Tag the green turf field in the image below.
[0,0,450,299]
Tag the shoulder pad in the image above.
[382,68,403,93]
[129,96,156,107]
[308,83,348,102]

• • • • •

- Exercise prompt: Render the records above as a numbered list, leaving out any blank lines.

- Answer to this problem:
1. Tag the green turf field in the image below.
2. [0,0,450,299]
3. Tag the shoulder pad in the image above.
4. [382,68,403,93]
5. [129,96,156,107]
6. [308,83,348,102]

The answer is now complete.